### Exercise goal
How many lines of the data below contain the string "hair"? Matches are case-sensitive. Reply with the number alone.

Region annotation entries
START

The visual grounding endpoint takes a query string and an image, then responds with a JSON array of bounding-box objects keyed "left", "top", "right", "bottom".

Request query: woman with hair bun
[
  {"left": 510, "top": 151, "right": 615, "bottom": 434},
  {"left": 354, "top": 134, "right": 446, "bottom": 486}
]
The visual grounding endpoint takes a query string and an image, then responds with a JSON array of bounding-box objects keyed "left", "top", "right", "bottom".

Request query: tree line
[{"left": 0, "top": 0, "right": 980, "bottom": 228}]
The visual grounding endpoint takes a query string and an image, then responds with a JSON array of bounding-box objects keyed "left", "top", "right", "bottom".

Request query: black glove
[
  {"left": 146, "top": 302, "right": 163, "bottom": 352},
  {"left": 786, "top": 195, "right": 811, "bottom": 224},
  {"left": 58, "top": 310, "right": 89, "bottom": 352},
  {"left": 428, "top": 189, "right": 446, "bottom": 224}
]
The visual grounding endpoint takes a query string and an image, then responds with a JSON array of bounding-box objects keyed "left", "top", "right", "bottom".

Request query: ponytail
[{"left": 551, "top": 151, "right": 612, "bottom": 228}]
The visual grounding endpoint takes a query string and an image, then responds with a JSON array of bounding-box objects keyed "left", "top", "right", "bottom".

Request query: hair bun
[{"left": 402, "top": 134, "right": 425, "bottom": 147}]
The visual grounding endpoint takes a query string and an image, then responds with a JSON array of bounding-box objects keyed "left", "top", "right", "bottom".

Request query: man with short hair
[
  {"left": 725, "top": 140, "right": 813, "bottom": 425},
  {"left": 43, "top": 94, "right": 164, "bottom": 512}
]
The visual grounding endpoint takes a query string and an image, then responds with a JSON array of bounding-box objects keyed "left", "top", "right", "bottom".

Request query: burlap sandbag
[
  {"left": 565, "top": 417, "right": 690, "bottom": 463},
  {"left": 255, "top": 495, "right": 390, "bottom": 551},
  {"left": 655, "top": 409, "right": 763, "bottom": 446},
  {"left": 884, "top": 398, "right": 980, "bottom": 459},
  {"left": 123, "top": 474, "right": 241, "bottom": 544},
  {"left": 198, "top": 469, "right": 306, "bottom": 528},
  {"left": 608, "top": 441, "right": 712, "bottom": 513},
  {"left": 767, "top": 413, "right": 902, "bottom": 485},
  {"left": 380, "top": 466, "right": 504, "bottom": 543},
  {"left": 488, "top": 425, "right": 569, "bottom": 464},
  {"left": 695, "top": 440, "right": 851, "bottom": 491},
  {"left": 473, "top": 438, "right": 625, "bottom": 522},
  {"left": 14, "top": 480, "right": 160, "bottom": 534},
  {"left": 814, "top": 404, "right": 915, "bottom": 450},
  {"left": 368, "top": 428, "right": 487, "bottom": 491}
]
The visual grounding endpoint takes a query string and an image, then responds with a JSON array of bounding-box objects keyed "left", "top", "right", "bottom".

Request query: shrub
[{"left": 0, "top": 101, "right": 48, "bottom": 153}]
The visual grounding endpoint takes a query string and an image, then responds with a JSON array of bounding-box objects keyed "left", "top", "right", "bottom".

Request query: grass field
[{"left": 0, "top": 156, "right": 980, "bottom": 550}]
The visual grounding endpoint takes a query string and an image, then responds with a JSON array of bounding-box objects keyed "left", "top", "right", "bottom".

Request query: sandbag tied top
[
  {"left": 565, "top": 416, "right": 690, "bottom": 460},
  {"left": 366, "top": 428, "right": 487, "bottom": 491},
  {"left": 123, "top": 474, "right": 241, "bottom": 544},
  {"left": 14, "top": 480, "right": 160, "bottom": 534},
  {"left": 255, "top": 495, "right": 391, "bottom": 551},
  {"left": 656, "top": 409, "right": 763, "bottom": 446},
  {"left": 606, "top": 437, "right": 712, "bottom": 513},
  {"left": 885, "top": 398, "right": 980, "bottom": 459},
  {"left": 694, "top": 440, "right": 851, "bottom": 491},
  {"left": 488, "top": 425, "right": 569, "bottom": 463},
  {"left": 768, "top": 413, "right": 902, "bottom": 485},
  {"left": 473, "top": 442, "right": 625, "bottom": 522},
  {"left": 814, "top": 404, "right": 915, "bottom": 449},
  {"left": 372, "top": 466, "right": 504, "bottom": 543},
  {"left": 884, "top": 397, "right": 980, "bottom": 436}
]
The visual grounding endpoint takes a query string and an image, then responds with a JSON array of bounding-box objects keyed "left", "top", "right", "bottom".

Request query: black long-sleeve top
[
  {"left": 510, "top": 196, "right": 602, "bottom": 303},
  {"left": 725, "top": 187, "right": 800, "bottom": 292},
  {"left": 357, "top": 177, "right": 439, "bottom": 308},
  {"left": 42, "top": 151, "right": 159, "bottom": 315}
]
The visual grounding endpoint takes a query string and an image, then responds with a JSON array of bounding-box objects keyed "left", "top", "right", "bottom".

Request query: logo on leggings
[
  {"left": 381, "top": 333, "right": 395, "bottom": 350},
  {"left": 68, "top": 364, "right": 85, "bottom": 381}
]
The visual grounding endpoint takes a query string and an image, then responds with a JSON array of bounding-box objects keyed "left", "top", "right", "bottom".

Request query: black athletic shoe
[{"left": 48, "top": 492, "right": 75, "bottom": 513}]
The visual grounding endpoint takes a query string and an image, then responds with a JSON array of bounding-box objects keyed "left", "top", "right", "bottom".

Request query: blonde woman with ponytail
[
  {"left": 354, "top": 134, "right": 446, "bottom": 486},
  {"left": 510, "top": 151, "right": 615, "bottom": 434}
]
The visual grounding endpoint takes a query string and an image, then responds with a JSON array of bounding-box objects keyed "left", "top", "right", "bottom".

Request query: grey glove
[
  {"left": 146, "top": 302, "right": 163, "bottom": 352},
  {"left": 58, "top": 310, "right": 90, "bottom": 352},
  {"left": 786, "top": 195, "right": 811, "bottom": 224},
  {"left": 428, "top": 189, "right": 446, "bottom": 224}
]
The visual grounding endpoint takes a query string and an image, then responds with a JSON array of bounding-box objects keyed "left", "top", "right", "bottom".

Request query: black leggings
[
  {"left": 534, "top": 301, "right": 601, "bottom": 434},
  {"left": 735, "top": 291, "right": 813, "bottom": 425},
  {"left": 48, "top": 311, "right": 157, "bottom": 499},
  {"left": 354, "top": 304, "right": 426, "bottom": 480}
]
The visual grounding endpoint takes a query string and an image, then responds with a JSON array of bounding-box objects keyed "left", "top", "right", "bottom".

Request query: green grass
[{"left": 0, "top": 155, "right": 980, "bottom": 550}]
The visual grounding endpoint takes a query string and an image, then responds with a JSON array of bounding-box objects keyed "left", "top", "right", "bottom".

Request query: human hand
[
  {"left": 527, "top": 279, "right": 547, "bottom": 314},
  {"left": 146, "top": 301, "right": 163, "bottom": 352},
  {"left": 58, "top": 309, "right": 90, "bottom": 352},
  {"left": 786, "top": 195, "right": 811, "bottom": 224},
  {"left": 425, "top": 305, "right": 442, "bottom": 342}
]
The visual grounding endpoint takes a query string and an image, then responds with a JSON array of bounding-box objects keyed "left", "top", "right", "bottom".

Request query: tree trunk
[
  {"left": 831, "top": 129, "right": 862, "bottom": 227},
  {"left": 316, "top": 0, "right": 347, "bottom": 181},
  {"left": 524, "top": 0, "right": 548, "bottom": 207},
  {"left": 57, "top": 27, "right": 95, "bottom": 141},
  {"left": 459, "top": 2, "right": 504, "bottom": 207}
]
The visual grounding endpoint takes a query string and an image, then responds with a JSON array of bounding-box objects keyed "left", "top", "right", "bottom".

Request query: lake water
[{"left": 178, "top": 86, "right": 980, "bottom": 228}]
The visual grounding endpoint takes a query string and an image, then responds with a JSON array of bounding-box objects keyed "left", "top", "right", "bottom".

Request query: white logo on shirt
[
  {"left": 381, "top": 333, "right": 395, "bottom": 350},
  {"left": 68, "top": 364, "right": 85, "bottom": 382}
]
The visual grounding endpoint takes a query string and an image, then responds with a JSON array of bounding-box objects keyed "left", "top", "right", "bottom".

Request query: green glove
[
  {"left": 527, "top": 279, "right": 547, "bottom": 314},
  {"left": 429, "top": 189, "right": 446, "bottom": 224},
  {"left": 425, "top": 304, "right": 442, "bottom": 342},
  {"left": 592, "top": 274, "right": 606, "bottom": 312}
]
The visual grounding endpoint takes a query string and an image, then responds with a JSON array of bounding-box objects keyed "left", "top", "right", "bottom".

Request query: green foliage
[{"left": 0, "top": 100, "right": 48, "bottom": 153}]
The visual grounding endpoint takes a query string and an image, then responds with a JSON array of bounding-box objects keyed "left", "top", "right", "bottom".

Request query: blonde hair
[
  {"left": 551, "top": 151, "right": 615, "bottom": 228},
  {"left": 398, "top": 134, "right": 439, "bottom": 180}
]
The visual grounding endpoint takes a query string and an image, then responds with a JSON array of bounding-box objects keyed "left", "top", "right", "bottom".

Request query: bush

END

### Written answer
4